## [DOCUMENT SECTION]
Hi, Mike, it’s Kent. I just might add to that that the mix within embedded broadband also is reflective of our PC OEM business being down. As we mentioned before we had large programs with Lenovo and Dell have completed so we’ll have about $55 million less revenue in our PC OEM segment partially offset by automotive which is a much lower gross margin business overall. However, that’s the really bottoming of the embedded broadband segment. As we move forward, we don’t have another event like the decline in those two design win losses in the PC OEM segment. So I think that from a go-forward basis I think that can help with the modeling.
Great. Thanks. And just building on that how do you feel about your 5G development relative to competitors. And with 5G help you get back in the PC OEMs maybe just timing and what that might do to the mix and the margins? Also is it to get back design wins in 2021 and we start to see it more in the model in 2022? Or just kind of hit the model even later in 2021 for 5G? Thank you.

## [DATASET EXCERPTS]
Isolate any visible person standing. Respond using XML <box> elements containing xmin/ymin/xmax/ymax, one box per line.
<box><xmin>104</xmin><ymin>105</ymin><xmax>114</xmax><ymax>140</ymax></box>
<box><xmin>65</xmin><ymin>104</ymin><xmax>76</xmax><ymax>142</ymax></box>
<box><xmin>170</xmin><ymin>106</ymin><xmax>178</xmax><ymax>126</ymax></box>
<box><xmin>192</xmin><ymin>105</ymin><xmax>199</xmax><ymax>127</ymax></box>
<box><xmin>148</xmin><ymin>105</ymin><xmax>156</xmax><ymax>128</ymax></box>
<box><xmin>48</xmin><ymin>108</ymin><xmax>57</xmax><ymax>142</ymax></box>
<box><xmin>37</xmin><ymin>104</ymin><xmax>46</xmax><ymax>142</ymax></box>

## [EXERCISE]
According to the earnings call excerpt, about how much less revenue is expected in the PC OEM segment?

## [WRITTEN REPLY]
About $55 million less.